Or will he decide to retire?

He could certainly make millions of dollars serving on corporate boards, writing books, speaking around the world and perhaps establishing a non-profit center to advance his policy goals and political philosophy, while also battling the criminal cases against him.

Stepping away from government would clear the way for the Likud party to choose a new leader and potentially persuade Bennett and his center-right allies to abandon Lapid, Ra’am and the left to create a new government with Likud.

Until now, Netanyahu has been determined to stay in the hunt to regain power.

Going forward, it’s not yet clear.

BENNETT AND LAPID: A POLITICAL ODD COUPLE

Bennett and Lapid are not waiting for Netanyahu’s next moves.

They are celebrating their victory.

“Today is a holiday for the State of Israel,” Bennett tweeted after the first budget was passed. “After years of chaos we have formed a government, we overcame the delta [variant of the coronavirus], and now, God willing, we have transferred a budget to Israel! Continue forward with all your might!”

■ DATA EXCERPT ■
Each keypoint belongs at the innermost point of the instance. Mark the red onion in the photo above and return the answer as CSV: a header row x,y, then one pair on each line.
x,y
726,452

■ WHAT YOU HAVE TO DO ■
Transcribe the full passage about Netanyahu, Bennett and Lapid word for word, with its heading and punctuation unchanged.

■ FINAL ANSWER ■
Or will he decide to retire?

He could certainly make millions of dollars serving on corporate boards, writing books, speaking around the world and perhaps establishing a non-profit center to advance his policy goals and political philosophy, while also battling the criminal cases against him.

Stepping away from government would clear the way for the Likud party to choose a new leader and potentially persuade Bennett and his center-right allies to abandon Lapid, Ra’am and the left to create a new government with Likud.

Until now, Netanyahu has been determined to stay in the hunt to regain power.

Going forward, it’s not yet clear.

BENNETT AND LAPID: A POLITICAL ODD COUPLE

Bennett and Lapid are not waiting for Netanyahu’s next moves.

They are celebrating their victory.

“Today is a holiday for the State of Israel,” Bennett tweeted after the first budget was passed. “After years of chaos we have formed a government, we overcame the delta [variant of the coronavirus], and now, God willing, we have transferred a budget to Israel! Continue forward with all your might!”